• **THE DATA**:
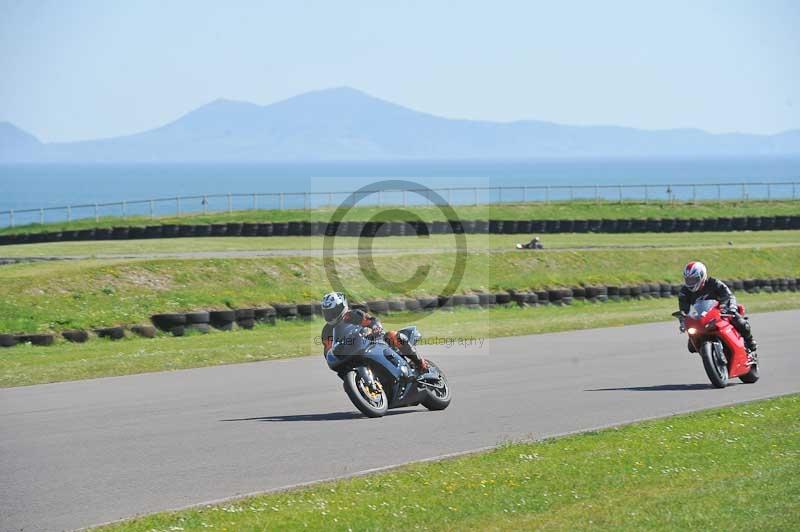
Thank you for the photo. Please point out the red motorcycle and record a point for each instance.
(718, 343)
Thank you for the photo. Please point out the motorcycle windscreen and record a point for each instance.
(701, 307)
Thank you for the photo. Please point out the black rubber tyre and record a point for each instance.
(378, 306)
(502, 298)
(751, 376)
(305, 311)
(219, 229)
(246, 323)
(444, 303)
(197, 317)
(76, 336)
(265, 315)
(372, 406)
(222, 319)
(169, 231)
(36, 339)
(244, 314)
(472, 301)
(249, 229)
(166, 322)
(112, 333)
(286, 311)
(437, 399)
(234, 229)
(145, 331)
(717, 372)
(396, 305)
(412, 305)
(186, 230)
(487, 300)
(8, 340)
(265, 229)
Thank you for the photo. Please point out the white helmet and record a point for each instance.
(695, 275)
(334, 305)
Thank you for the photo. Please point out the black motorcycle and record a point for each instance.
(377, 378)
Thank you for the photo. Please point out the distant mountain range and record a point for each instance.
(346, 124)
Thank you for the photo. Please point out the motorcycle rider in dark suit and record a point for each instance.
(698, 285)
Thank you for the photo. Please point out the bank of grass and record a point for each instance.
(733, 468)
(579, 210)
(26, 364)
(224, 245)
(59, 295)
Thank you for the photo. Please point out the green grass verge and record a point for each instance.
(26, 364)
(579, 210)
(440, 242)
(734, 468)
(82, 294)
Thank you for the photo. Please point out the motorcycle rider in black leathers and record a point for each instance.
(698, 285)
(335, 310)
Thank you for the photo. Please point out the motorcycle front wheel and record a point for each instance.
(714, 364)
(371, 403)
(437, 398)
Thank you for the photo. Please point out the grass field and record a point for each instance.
(579, 210)
(439, 242)
(734, 468)
(60, 295)
(26, 364)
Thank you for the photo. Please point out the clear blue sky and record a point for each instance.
(73, 70)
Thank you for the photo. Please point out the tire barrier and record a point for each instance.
(75, 336)
(286, 311)
(395, 228)
(305, 311)
(112, 333)
(221, 319)
(178, 323)
(145, 331)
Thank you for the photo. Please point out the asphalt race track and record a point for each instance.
(81, 453)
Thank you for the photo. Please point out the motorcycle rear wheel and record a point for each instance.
(716, 371)
(370, 404)
(437, 399)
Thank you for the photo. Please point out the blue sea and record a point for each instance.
(55, 185)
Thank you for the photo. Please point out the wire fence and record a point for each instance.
(486, 195)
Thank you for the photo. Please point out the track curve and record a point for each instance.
(80, 453)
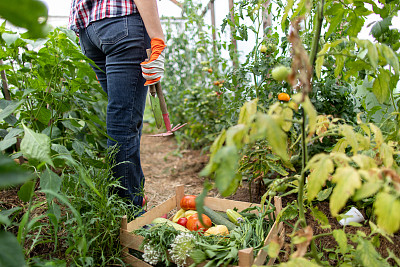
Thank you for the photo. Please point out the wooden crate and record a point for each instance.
(129, 240)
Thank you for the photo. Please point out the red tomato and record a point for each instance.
(188, 202)
(182, 221)
(193, 223)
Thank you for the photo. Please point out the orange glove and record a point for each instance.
(153, 70)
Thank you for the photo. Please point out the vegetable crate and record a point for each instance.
(129, 240)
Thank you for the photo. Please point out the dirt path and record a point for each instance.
(165, 166)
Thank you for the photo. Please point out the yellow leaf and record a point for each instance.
(312, 115)
(247, 111)
(386, 154)
(347, 180)
(364, 162)
(387, 209)
(351, 138)
(320, 171)
(340, 146)
(236, 135)
(378, 134)
(320, 59)
(218, 142)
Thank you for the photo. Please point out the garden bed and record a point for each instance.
(130, 241)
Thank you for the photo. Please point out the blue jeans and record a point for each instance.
(118, 46)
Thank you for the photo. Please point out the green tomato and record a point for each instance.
(201, 50)
(280, 73)
(263, 49)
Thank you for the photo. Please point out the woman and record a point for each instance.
(115, 35)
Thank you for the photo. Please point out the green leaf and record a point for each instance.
(339, 65)
(198, 256)
(10, 38)
(11, 173)
(312, 115)
(386, 154)
(355, 25)
(341, 239)
(266, 127)
(380, 88)
(378, 137)
(44, 115)
(6, 143)
(36, 146)
(366, 255)
(277, 168)
(367, 189)
(347, 180)
(298, 262)
(237, 136)
(372, 54)
(390, 57)
(28, 14)
(11, 108)
(247, 112)
(50, 181)
(324, 194)
(335, 20)
(320, 59)
(387, 208)
(321, 166)
(288, 7)
(351, 138)
(381, 27)
(11, 253)
(273, 249)
(26, 191)
(320, 217)
(227, 164)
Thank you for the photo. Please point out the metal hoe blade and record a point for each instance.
(155, 106)
(163, 106)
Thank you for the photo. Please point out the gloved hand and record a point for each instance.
(153, 70)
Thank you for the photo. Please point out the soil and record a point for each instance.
(166, 165)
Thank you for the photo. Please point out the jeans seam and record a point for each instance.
(125, 21)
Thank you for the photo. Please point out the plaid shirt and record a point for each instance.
(85, 11)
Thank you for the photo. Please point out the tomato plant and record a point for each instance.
(188, 202)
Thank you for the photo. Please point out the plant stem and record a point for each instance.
(300, 195)
(322, 235)
(319, 16)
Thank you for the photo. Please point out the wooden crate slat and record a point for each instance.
(262, 254)
(128, 240)
(246, 257)
(224, 204)
(133, 261)
(155, 212)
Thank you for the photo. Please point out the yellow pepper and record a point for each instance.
(180, 213)
(189, 213)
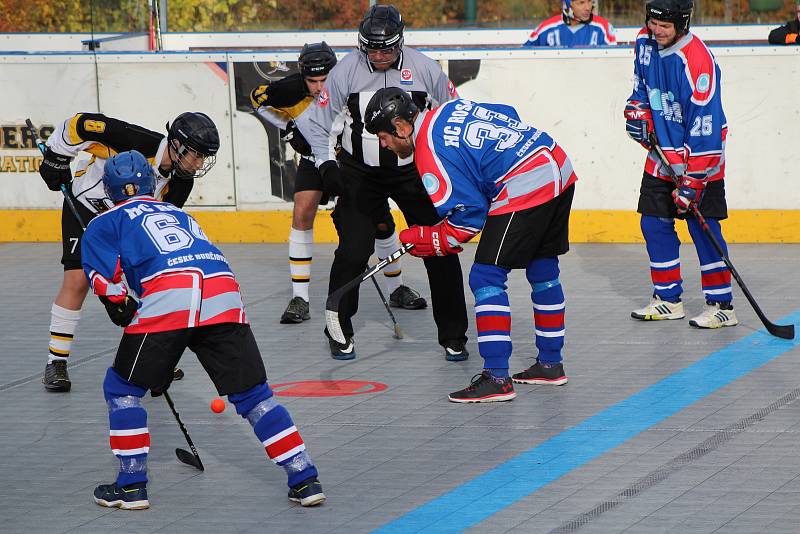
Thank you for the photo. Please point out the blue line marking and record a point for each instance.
(469, 504)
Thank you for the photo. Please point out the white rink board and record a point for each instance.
(576, 95)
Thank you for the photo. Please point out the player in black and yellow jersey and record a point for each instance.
(186, 152)
(280, 102)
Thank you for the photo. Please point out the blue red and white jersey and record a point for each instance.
(555, 32)
(682, 85)
(181, 278)
(478, 159)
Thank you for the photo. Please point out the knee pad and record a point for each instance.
(486, 281)
(256, 400)
(115, 387)
(542, 270)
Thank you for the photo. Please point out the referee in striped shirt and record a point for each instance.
(367, 174)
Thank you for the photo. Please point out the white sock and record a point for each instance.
(301, 247)
(63, 323)
(393, 273)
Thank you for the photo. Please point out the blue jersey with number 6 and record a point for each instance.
(182, 279)
(682, 85)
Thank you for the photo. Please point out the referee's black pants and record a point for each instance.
(357, 211)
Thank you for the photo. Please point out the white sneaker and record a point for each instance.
(659, 310)
(714, 316)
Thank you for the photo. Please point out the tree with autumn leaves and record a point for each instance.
(103, 16)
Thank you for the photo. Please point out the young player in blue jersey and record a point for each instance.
(187, 298)
(677, 98)
(576, 26)
(486, 170)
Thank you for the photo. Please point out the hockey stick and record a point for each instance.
(777, 330)
(67, 195)
(335, 298)
(189, 458)
(398, 334)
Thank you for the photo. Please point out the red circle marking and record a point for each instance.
(326, 388)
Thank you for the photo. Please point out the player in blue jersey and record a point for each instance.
(179, 292)
(486, 170)
(576, 26)
(677, 98)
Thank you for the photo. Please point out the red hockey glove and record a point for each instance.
(689, 191)
(639, 122)
(430, 241)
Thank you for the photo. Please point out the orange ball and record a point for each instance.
(217, 405)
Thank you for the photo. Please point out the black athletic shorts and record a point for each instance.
(308, 177)
(71, 234)
(227, 351)
(655, 198)
(514, 239)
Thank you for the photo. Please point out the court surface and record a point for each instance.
(662, 428)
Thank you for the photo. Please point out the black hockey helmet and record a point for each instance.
(385, 106)
(678, 12)
(316, 59)
(381, 29)
(196, 133)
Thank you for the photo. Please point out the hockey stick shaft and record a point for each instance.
(782, 331)
(332, 303)
(199, 464)
(397, 332)
(67, 195)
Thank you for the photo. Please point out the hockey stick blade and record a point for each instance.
(777, 330)
(335, 298)
(189, 459)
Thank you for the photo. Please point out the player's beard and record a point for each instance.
(405, 150)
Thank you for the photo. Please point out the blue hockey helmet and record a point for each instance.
(568, 14)
(678, 12)
(126, 175)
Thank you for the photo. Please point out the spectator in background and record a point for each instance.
(789, 33)
(576, 26)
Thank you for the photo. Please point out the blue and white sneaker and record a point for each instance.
(307, 493)
(133, 497)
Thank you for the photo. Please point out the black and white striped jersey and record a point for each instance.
(337, 114)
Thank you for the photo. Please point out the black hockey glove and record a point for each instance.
(121, 314)
(258, 97)
(331, 178)
(293, 136)
(55, 170)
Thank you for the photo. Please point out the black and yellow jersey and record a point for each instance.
(286, 99)
(103, 137)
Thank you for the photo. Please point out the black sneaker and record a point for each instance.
(307, 493)
(485, 388)
(538, 374)
(455, 351)
(407, 298)
(296, 311)
(342, 351)
(133, 497)
(56, 377)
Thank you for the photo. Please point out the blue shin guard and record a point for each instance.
(548, 308)
(275, 429)
(130, 438)
(492, 315)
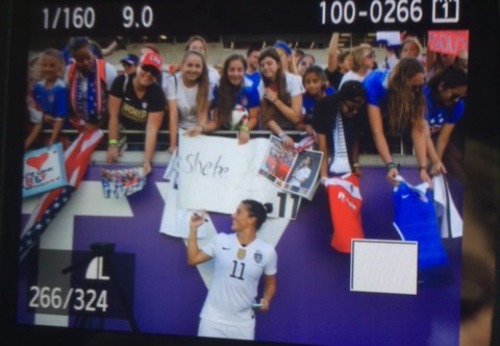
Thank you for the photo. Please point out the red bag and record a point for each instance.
(345, 203)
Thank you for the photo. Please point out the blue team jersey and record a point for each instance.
(376, 87)
(437, 115)
(53, 101)
(247, 96)
(308, 103)
(415, 219)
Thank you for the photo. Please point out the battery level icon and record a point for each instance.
(445, 11)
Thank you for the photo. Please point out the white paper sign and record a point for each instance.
(43, 170)
(217, 173)
(383, 266)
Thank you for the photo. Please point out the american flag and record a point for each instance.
(76, 160)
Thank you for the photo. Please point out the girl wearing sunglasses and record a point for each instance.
(137, 102)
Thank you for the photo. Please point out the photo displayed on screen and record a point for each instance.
(173, 215)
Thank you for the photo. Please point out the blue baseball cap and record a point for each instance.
(131, 59)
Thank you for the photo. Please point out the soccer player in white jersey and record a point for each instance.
(241, 260)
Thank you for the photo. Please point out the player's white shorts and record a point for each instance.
(213, 329)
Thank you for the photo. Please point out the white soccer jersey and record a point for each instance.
(236, 277)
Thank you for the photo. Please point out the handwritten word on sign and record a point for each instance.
(448, 42)
(217, 173)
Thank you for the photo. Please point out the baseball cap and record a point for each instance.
(286, 48)
(152, 60)
(131, 59)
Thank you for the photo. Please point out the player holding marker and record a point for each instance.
(241, 260)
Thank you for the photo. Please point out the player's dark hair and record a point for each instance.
(227, 91)
(319, 72)
(77, 42)
(342, 55)
(252, 49)
(258, 210)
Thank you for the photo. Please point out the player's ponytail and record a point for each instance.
(258, 210)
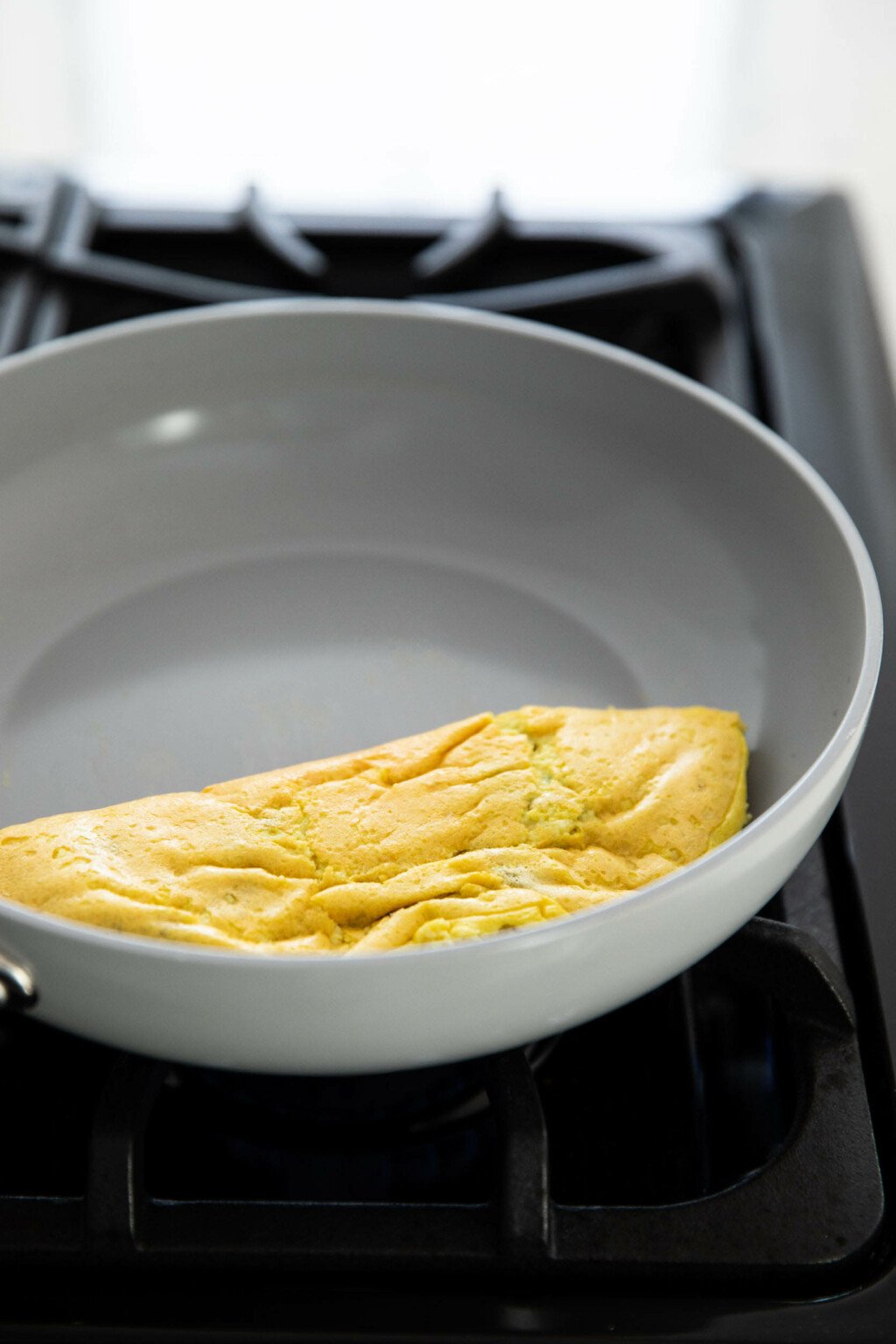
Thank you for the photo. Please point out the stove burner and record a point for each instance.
(720, 1150)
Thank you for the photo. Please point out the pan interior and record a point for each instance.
(290, 534)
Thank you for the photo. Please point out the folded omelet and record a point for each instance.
(494, 822)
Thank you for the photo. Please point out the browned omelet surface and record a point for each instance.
(486, 824)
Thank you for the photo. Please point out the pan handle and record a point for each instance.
(18, 990)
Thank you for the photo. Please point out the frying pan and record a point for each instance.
(251, 536)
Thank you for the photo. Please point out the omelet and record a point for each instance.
(496, 822)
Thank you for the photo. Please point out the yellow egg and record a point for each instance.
(494, 822)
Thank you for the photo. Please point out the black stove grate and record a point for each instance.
(713, 1138)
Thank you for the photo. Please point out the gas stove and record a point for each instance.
(710, 1161)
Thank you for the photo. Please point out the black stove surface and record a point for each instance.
(712, 1161)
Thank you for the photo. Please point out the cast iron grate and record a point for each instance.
(792, 1216)
(745, 1160)
(69, 263)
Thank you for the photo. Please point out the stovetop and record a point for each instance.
(710, 1161)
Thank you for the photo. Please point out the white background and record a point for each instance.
(574, 109)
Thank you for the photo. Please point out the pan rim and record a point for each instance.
(838, 747)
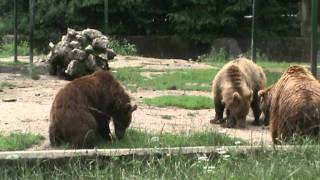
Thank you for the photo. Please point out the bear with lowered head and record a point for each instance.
(292, 105)
(235, 88)
(82, 110)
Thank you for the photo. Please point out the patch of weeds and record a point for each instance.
(7, 84)
(141, 139)
(7, 49)
(122, 46)
(19, 141)
(168, 117)
(186, 102)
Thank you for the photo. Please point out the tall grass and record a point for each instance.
(188, 79)
(299, 163)
(19, 141)
(186, 102)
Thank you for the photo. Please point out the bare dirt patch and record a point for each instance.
(30, 111)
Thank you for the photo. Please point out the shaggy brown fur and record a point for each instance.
(83, 108)
(292, 104)
(235, 88)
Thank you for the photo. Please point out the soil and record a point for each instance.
(30, 103)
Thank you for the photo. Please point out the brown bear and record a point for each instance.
(83, 108)
(292, 105)
(235, 88)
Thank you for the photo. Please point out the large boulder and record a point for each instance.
(79, 53)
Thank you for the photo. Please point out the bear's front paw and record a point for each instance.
(217, 121)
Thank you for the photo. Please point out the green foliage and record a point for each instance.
(186, 102)
(200, 21)
(7, 49)
(298, 163)
(141, 139)
(19, 141)
(122, 47)
(191, 79)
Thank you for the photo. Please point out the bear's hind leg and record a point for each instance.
(103, 127)
(256, 110)
(219, 109)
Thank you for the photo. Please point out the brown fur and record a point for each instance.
(292, 104)
(83, 108)
(235, 88)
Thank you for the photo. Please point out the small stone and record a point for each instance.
(111, 54)
(9, 100)
(71, 32)
(75, 44)
(100, 43)
(89, 49)
(91, 33)
(77, 54)
(82, 39)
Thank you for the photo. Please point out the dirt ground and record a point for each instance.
(30, 111)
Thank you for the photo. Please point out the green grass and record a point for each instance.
(300, 163)
(189, 79)
(179, 79)
(6, 84)
(140, 139)
(168, 117)
(186, 102)
(19, 141)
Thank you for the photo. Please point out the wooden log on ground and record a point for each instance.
(59, 154)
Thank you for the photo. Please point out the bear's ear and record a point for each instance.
(134, 107)
(236, 97)
(261, 93)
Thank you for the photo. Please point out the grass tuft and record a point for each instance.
(19, 141)
(186, 102)
(139, 139)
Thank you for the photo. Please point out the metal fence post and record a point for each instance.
(253, 31)
(15, 31)
(31, 29)
(106, 7)
(314, 37)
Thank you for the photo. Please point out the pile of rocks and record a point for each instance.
(79, 53)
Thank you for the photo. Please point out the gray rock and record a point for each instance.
(51, 46)
(100, 43)
(103, 56)
(77, 54)
(111, 54)
(71, 32)
(75, 44)
(91, 33)
(91, 63)
(76, 69)
(82, 39)
(89, 49)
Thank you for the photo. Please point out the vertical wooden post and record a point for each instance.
(106, 8)
(253, 31)
(31, 29)
(314, 36)
(15, 31)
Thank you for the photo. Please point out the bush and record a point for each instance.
(122, 47)
(7, 49)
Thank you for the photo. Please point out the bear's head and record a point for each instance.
(239, 107)
(265, 105)
(122, 119)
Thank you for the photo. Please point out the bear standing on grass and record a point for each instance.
(235, 88)
(83, 108)
(292, 105)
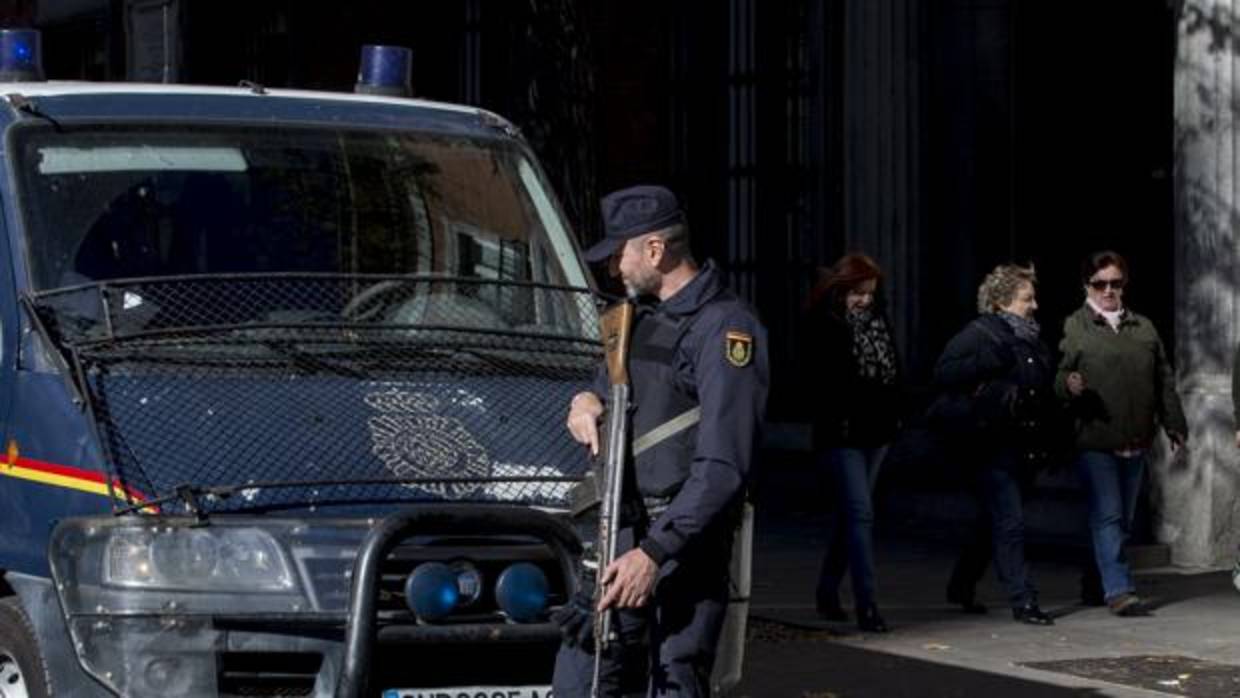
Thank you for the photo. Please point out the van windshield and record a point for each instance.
(191, 202)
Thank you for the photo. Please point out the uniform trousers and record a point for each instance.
(671, 640)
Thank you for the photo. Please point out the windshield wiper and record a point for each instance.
(308, 362)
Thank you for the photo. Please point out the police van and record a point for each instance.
(283, 378)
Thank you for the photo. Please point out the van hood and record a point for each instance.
(305, 410)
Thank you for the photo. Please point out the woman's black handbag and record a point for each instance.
(957, 414)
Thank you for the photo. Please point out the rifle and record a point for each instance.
(616, 322)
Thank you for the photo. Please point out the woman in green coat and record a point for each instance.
(1122, 388)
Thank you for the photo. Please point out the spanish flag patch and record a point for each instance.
(738, 347)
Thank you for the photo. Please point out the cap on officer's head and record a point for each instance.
(631, 212)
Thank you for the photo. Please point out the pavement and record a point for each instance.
(1189, 646)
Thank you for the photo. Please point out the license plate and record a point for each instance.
(473, 692)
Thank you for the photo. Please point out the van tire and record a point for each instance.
(22, 670)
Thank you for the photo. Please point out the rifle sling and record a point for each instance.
(666, 430)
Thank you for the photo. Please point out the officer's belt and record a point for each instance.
(666, 430)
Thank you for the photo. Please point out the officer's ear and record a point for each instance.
(654, 248)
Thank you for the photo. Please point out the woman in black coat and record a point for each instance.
(996, 386)
(854, 372)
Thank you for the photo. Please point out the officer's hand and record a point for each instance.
(1075, 383)
(583, 419)
(575, 619)
(629, 580)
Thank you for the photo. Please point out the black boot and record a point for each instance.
(1091, 588)
(1032, 615)
(869, 621)
(830, 609)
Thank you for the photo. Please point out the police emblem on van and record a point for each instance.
(414, 439)
(739, 347)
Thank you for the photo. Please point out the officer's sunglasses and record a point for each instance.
(1101, 284)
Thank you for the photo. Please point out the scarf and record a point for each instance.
(1112, 316)
(872, 346)
(1026, 327)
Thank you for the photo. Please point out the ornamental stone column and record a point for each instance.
(1197, 492)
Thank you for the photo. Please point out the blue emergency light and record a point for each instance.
(521, 591)
(385, 71)
(430, 591)
(21, 55)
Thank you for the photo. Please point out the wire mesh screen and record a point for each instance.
(360, 389)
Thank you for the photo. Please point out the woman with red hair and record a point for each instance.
(854, 368)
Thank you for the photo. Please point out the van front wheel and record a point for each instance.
(22, 671)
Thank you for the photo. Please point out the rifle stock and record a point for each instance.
(616, 325)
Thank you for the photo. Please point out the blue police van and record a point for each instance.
(283, 378)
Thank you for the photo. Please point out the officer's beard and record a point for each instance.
(641, 285)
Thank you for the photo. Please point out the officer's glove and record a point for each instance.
(575, 618)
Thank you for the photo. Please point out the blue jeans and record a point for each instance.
(851, 525)
(1111, 484)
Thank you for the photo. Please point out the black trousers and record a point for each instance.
(667, 647)
(1001, 489)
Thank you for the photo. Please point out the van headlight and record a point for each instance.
(196, 559)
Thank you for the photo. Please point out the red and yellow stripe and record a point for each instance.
(55, 475)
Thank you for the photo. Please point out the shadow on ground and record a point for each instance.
(784, 661)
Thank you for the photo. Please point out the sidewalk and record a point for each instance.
(1191, 646)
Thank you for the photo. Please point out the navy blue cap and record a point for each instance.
(631, 212)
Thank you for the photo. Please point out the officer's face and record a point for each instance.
(636, 263)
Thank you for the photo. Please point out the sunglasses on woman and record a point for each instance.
(1101, 284)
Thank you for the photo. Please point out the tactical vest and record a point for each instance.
(660, 394)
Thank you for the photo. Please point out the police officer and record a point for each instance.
(698, 378)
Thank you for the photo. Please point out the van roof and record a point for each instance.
(133, 99)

• **YOUR OBJECTIVE**:
Produce an exact copy of the lines from the one containing "Thank you for the photo. Please point out the van headlight" through the last line, and of nothing else.

• **EXERCISE RESULT**:
Thank you for the photo. Please point out the van headlight and record a point for each instance.
(196, 559)
Thank you for the photo. Please point out the red and yellow stripe and record a point for each instance.
(55, 475)
Thank you for the photo. Please point out the shadow on ground and record a point for each instance.
(784, 661)
Thank you for the photo. Please point out the sidewalk and record a point for each instance.
(1191, 646)
Thank you for the photo. Please point out the navy blue cap and record a point for each instance.
(631, 212)
Thank you for the photo. Please point out the officer's face and record a point for each instance.
(636, 263)
Thank you for the photo. Please point out the sunglasses on woman and record a point for each instance.
(1101, 284)
Thank you for the photo. Please point out the tactical vest and record a point for each instance.
(660, 394)
Thank you for the photo. Please point out the police officer and record a point for each instance.
(698, 378)
Thank you for the photo. Please point out the van roof and record a point for each instance.
(133, 99)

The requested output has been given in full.